* [Task item] Copy the data exactly, pictures aside.

*** Begin section ***

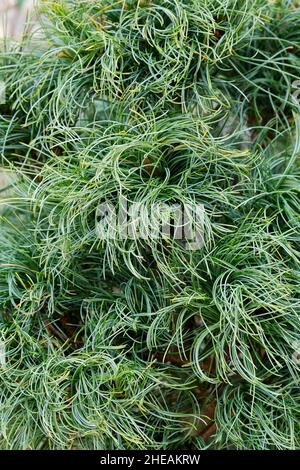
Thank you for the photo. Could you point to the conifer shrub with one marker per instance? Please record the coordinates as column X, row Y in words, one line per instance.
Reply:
column 140, row 342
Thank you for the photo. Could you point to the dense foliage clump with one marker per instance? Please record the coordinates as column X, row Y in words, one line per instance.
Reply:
column 142, row 343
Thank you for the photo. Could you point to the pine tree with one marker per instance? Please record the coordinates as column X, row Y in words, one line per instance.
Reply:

*** End section ***

* [Answer box]
Thank you for the photo. Could you point to the conifer shrub with one marker per instance? Please record the coordinates as column X, row Y in words, one line per instance.
Reply:
column 140, row 342
Thank you for the photo. Could you point to the dense foliage clump with one marker per instance? Please record the coordinates as column X, row Y in words, one line per instance.
Reply:
column 142, row 343
Thank you for the photo. Could you point to the pine tree with one marker per instance? Please record the coordinates as column X, row Y in words, one line per instance.
Reply:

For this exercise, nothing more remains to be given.